**Stored records**
_____
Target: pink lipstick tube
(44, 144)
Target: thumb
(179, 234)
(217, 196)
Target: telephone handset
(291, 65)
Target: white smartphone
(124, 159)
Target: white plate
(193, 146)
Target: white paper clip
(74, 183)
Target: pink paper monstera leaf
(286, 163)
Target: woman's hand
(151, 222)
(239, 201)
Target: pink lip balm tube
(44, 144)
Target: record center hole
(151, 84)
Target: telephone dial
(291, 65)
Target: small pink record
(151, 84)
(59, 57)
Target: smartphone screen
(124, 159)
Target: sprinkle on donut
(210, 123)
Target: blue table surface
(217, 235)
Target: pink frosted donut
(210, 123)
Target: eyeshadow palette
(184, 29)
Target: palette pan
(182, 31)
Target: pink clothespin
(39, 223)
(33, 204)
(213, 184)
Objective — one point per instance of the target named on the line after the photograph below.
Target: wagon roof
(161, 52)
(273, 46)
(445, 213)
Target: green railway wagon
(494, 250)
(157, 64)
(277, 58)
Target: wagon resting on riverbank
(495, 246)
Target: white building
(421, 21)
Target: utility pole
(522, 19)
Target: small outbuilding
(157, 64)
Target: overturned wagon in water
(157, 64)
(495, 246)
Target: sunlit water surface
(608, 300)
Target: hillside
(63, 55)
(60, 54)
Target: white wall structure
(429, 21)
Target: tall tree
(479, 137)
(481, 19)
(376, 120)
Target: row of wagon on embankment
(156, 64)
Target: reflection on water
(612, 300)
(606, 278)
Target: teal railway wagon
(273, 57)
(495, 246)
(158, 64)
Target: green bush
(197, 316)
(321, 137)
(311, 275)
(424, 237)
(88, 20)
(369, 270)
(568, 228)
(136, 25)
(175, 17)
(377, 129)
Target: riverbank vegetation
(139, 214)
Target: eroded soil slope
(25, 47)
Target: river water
_____
Quote the entire listing above exactly.

**Task result**
Target: pink lipstick tube
(44, 144)
Target: thumb
(179, 234)
(217, 196)
Target: telephone handset
(291, 65)
Target: white smartphone
(124, 159)
Target: white plate
(193, 146)
Target: white paper clip
(74, 183)
Target: pink paper monstera leaf
(286, 163)
Target: woman's hand
(151, 222)
(239, 201)
Target: pink lip balm tube
(44, 144)
Target: record center hole
(151, 84)
Target: telephone dial
(291, 65)
Target: small pink record
(151, 84)
(59, 57)
Target: smartphone screen
(124, 159)
Target: sprinkle on donut
(210, 123)
Target: blue table surface
(217, 235)
Target: pink frosted donut
(210, 123)
Target: eyeshadow palette
(184, 29)
Target: palette pan
(182, 31)
Target: pink clothespin
(39, 223)
(33, 204)
(213, 184)
Objective — one point per instance of the target named on the line after the photograph below.
Target: wagon roof
(161, 52)
(273, 46)
(445, 213)
Target: green railway wagon
(494, 250)
(157, 64)
(277, 58)
Target: wagon resting on riverbank
(495, 246)
Target: white building
(421, 21)
Target: utility pole
(522, 19)
Target: small outbuilding
(157, 64)
Target: overturned wagon in water
(157, 64)
(495, 246)
Target: sunlit water surface
(608, 300)
Target: hillside
(63, 55)
(60, 54)
Target: white wall structure
(429, 21)
Target: tall tree
(479, 137)
(481, 19)
(376, 120)
Target: row of wagon on embankment
(156, 64)
Target: reflection on water
(612, 300)
(606, 278)
Target: teal railway wagon
(273, 57)
(495, 246)
(158, 64)
Target: green bush
(197, 316)
(321, 137)
(311, 275)
(424, 237)
(88, 20)
(369, 270)
(568, 228)
(136, 25)
(175, 17)
(377, 129)
Target: riverbank vegetation
(139, 214)
Target: eroded soil slope
(25, 47)
Target: river water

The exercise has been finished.